Set problem: Please copy the records below, replacing "target" with "label" everywhere and leaving everything else unchanged.

Raw data:

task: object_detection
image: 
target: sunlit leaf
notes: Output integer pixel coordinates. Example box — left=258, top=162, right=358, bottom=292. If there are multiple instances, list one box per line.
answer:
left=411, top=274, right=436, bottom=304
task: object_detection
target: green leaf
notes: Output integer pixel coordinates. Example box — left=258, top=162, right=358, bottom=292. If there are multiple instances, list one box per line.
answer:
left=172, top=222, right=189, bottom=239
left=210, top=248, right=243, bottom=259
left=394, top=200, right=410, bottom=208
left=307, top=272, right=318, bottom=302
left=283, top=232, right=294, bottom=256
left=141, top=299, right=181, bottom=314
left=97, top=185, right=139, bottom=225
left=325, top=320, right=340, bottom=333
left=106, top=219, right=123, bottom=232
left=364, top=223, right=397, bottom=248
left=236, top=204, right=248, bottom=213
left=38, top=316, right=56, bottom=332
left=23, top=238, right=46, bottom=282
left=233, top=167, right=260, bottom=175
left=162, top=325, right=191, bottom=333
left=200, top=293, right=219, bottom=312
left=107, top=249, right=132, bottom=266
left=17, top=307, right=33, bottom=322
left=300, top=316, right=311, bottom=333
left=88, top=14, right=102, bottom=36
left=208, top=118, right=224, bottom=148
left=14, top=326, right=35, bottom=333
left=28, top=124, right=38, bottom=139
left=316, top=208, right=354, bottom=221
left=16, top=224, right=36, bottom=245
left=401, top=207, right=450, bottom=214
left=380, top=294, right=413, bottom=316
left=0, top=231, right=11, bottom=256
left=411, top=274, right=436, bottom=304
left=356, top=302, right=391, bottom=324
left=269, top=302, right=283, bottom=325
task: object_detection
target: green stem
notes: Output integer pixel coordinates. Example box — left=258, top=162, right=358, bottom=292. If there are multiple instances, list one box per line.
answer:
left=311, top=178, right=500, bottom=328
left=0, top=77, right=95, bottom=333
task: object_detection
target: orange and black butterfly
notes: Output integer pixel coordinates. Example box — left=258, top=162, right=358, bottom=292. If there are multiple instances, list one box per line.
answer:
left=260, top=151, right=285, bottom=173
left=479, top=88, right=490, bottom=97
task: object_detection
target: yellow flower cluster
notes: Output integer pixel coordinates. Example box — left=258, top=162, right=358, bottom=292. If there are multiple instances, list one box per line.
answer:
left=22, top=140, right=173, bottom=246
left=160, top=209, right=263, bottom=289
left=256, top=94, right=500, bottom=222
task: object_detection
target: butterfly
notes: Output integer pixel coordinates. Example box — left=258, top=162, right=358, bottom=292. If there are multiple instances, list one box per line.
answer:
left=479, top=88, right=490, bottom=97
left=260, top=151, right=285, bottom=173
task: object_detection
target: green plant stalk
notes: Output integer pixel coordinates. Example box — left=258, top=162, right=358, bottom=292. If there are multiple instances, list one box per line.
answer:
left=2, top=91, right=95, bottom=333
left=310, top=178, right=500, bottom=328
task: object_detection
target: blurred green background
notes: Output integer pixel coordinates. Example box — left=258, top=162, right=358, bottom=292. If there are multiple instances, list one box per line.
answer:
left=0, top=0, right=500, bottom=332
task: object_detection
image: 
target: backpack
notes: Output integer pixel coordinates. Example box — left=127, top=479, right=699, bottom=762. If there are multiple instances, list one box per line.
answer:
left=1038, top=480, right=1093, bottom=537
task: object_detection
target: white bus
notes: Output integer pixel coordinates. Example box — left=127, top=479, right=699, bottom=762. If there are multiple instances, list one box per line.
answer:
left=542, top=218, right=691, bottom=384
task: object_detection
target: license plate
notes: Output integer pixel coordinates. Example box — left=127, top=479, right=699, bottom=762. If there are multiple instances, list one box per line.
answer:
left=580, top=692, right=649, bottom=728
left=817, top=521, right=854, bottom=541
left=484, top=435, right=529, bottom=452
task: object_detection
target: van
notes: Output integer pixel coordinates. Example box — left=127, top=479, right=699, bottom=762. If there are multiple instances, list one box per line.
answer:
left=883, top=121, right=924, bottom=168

Solution below:
task: object_detection
image: 
label: sunlit leaf
notes: Output integer pixel coordinates. Example box — left=258, top=162, right=358, bottom=292. If there are multiple instances, list one box per line.
answer:
left=411, top=274, right=436, bottom=304
task: object_detection
label: green leaf
notes: Output integer pixel coordinates. Example box — left=258, top=162, right=358, bottom=292. If there are multiple instances, list one box per line.
answer:
left=172, top=222, right=189, bottom=239
left=210, top=248, right=243, bottom=259
left=394, top=200, right=410, bottom=208
left=307, top=272, right=318, bottom=302
left=283, top=232, right=294, bottom=256
left=141, top=299, right=181, bottom=314
left=97, top=185, right=139, bottom=225
left=325, top=320, right=340, bottom=333
left=106, top=219, right=123, bottom=232
left=364, top=223, right=397, bottom=248
left=236, top=204, right=248, bottom=213
left=38, top=316, right=56, bottom=332
left=23, top=238, right=46, bottom=282
left=233, top=167, right=260, bottom=175
left=162, top=325, right=191, bottom=333
left=200, top=293, right=219, bottom=312
left=107, top=249, right=132, bottom=266
left=17, top=307, right=33, bottom=322
left=300, top=316, right=311, bottom=333
left=88, top=14, right=102, bottom=36
left=208, top=118, right=224, bottom=148
left=14, top=326, right=35, bottom=333
left=28, top=124, right=38, bottom=139
left=316, top=208, right=354, bottom=221
left=16, top=224, right=36, bottom=245
left=401, top=207, right=450, bottom=214
left=380, top=294, right=413, bottom=316
left=0, top=231, right=11, bottom=256
left=411, top=274, right=436, bottom=304
left=356, top=302, right=391, bottom=324
left=269, top=302, right=283, bottom=325
task: object_detection
label: green stem
notes: Output integer pixel coordinates. Example box — left=258, top=162, right=358, bottom=292. If there are multiple instances, list one box per line.
answer:
left=311, top=178, right=500, bottom=328
left=0, top=77, right=95, bottom=333
task: object_detection
label: orange and black butterfly
notes: Output integer pixel coordinates. Example box — left=258, top=162, right=358, bottom=292. If there are multiple instances, list one box per line.
answer:
left=260, top=151, right=285, bottom=173
left=479, top=88, right=490, bottom=97
task: object_detection
label: yellow flower cluster
notes: Output integer pixel coordinates. Example box — left=258, top=162, right=358, bottom=292. If there are multiple instances, list one box per line.
answer:
left=22, top=140, right=173, bottom=246
left=160, top=209, right=263, bottom=289
left=256, top=94, right=500, bottom=222
task: object_detection
label: butterfly
notes: Output integer pixel coordinates. Example box — left=258, top=162, right=358, bottom=292. If there are multiple instances, list one box per line.
answer:
left=479, top=88, right=490, bottom=97
left=260, top=151, right=285, bottom=173
task: object_detection
label: green plant stalk
notes: Output integer pixel coordinates. Example box — left=258, top=162, right=358, bottom=292. If there are multiple instances, list one box per line.
answer:
left=2, top=91, right=95, bottom=333
left=310, top=178, right=500, bottom=328
task: object_detection
label: blurred green background
notes: Output integer pixel coordinates. Example box — left=258, top=162, right=358, bottom=292. If there are multiple instances, list one box per line.
answer:
left=0, top=0, right=500, bottom=332
task: object_detection
image: 
label: backpack
notes: Output integer pixel coordinates. Example box — left=127, top=479, right=699, bottom=762. If there are multiple instances, list one box per line.
answer:
left=1038, top=480, right=1093, bottom=537
task: object_detection
label: white bus
notes: Output integer pixel coordinates. Example box — left=127, top=479, right=699, bottom=762. If there are multiple instances, list one box per line.
answer:
left=542, top=218, right=691, bottom=384
task: object_detection
label: license plate
notes: Output integer pixel coordinates. Example box — left=127, top=479, right=699, bottom=762. If there are multiple instances, list one box per line.
answer:
left=580, top=692, right=649, bottom=728
left=817, top=521, right=854, bottom=541
left=484, top=435, right=529, bottom=452
task: object_detection
label: van
notes: Output integer pixel coordinates. Example box — left=127, top=479, right=699, bottom=762. If there are multiple instances, list one box per line.
answer:
left=883, top=121, right=924, bottom=168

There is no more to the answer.